--- ИССЛЕДУЕМЫЙ ТЕКСТ ---

Это привело к скандальному назначению мне после каникул переэкзаменовки по Закону Божию, когда и экзамена - то по этому предмету для перехода в следующий класс не полагалось. Словом, это была явная и злостная демонстрация, предвещавшая худое. Могу прибавить, что, понявши это "первое предостережение", я подготовился к переэкзаменовке так, что о. Световидов не смог подкопаться под меня, как ни "гонял" по всем тонкостям катехизиса. Сурово сдвинув тонкие брови, высокий, изможденный фанатик нехотя поставил мне классическую "тройку" и внушительно, с подчеркиваниями, прибавил: "да, выучить-то вы все выучили... а сознайтесь-ка, Чернов, ведь не лежит у вас сердце к Закону Божию?"
Известие от Саратовского Жандармского Управления было каплей, переполнившей чашу. Меня сначала хотели прямо исключить из гимназии, но выручило отсутствие всяких улик. Меня все же поставили на особое положение, отсадили за отдельную парту, ввели периодические и внезапные "посещения" моей квартиры классным наставником и его помощниками. Классным наставником был у нас учитель латинского и греческого языков, В. Н. Смольянинов, ярый поклонник классицизма, пытавшийся создать у нас культ древних языков, изучение их тонкостей и проникновение в глубины {52} классической поэзии. Ко мне он благоволил за мои латинские гекзаметры. Он специально посетил меня для длинной-длинной беседы, в которой он старался "не ударить в грязь лицом" перед юной жертвой нигилизма. Одной из его слабостей была его действительная или мнимая родовитость. И вот, он с самым серьезным видом, тоном полной интимности, говорил мне: "Я сам недолюбливаю Романовых; вы знаете, что исторические права этой фамилии на престол, среди фамилий других Рюриковичей, далеко не стоят на первом плане; взять хотя бы нашу фамилию, которая гораздо более прямой линией связывается с родоначальником русских князей ...
Но все же я должен отдать справедливость ныне царствующему императору; он сумел высоко поднять престиж России во внешней политике; и этого достаточно для того, чтобы мы относились к нему с благодарностью и прощали ему все остальное. Величие страны стоит выше всего, и как бы ни было законно наше недовольство в каких-нибудь других отношениях, наша обязанность - быть ему лояльными подданными! Я сам игнорирую историческую сторону династического вопроса, и обязанность каждого - следовать моему примеру и отметать всякие мятежные мысли!"
Но, наряду с фанфаронадами о взаимных отношениях между Смольяниновыми и Романовыми, с разными другими квази-либеральными фразами, он проболтался мне о том, что я был на волосок от исключения, что вопрос этот снова поднимется при малейшем поводе, и что наш инспектор, всею гимназией ненавидимый кляузник и профессиональный доносчик, поклялся, что ни в одном выпуске Саратовской гимназии моего имени не будет.
Надо было {53} принимать меры. Выдержав экзамены в последний VIII класс, я подал прошение о принятии меня в тот же класс Юрьевской (Дерптской) гимназии. Там впервые действовала русская гимназия вместо прежней немецкой, и обрусительная политика делала желательным привлечение русских учеников. Для неудачников и потерпевших крушение Дерптский Университет, Ветеринарный Институт и гимназия были верными прибежищами. Там, в Ветеринарном, уже кончал курс ранее потерпевший крушение в том же Саратове мой старший брат. Меня приняли, и осенью 1891 года я ехал в Дерпт. В моем багаже я вез свое духовное имущество: ряд толстых тетрадей с конспектами и выписками из Добролюбова, Чернышевского, Михайловского, В. В., Лассаля, Конта, Милля, Спенсера, Льюиса, Лаврова, Лесевича, Риля, и т. п.

--- ФРАГМЕНТЫ ДАННЫХ ---

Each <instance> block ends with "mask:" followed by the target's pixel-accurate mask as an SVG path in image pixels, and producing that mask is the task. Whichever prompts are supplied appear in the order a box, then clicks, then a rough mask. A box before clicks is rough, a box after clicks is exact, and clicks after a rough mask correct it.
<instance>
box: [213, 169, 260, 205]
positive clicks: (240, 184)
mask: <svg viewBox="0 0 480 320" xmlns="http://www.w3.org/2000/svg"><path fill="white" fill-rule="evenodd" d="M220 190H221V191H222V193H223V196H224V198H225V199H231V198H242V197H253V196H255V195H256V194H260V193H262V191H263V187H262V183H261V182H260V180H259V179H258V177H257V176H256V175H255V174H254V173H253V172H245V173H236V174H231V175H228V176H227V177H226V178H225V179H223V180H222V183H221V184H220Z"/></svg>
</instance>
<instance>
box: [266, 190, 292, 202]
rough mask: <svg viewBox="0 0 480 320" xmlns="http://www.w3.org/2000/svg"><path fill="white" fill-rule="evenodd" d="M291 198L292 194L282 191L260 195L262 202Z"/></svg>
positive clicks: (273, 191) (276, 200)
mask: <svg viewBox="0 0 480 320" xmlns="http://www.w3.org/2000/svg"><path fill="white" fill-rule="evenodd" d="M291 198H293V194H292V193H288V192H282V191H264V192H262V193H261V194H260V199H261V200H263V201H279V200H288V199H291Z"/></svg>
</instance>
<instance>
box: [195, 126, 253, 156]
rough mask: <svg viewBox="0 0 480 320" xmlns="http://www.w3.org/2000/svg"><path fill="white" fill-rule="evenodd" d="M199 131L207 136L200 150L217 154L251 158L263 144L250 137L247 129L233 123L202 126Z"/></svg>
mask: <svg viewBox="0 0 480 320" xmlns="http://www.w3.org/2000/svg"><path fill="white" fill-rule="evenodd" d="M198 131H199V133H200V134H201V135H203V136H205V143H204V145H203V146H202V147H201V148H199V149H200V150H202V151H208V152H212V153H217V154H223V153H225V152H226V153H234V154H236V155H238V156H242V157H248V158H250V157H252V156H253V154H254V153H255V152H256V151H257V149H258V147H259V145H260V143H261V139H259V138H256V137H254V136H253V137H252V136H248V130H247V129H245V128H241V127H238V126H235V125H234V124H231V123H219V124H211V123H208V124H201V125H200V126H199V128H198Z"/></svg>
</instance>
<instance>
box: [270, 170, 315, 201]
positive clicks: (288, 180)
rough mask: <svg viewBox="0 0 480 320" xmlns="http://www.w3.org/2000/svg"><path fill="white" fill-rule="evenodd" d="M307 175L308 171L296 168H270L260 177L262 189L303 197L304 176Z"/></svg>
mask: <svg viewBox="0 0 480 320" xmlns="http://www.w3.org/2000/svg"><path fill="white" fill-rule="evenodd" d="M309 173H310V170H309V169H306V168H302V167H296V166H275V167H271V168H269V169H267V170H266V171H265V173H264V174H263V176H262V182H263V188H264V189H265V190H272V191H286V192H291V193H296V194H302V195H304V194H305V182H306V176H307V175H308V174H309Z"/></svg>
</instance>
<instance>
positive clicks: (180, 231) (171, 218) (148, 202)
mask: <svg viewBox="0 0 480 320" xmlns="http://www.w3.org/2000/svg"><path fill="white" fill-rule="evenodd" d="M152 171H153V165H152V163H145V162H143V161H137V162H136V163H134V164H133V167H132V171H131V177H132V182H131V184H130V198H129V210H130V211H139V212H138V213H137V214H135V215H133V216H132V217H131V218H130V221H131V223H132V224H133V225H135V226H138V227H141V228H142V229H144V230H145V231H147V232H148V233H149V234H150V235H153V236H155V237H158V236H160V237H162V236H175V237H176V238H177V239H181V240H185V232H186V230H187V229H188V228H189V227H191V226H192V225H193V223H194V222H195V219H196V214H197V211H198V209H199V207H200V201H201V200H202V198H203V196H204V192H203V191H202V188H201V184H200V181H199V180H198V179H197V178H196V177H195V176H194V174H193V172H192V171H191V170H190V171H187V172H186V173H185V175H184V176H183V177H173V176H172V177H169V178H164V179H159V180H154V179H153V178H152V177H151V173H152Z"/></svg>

---

→ КРАТКОЕ ЗАДАНИЕ
Определите, соответствуют ли исследуемому тексту утверждения (а), (б) и (в). На каждое ответьте «да» или «нет» и приведите решающие слова текста точной цитатой.
(а) Классный наставник преподавал латинский и греческий языки.
(б) После известия от жандармского управления рассказчика исключили из гимназии.
(в) Старший брат рассказчика заканчивал курс в Дерптском университете.

→ ПИСЬМЕННОЕ РЕШЕНИЕ
(а) Да: «Классным наставником был у нас учитель латинского и греческого языков, В. Н. Смольянинов».
(б) Нет: «Меня сначала хотели прямо исключить из гимназии, но выручило отсутствие всяких улик».
(в) Нет: «Там, в Ветеринарном, уже кончал курс ранее потерпевший крушение в том же Саратове мой старший брат».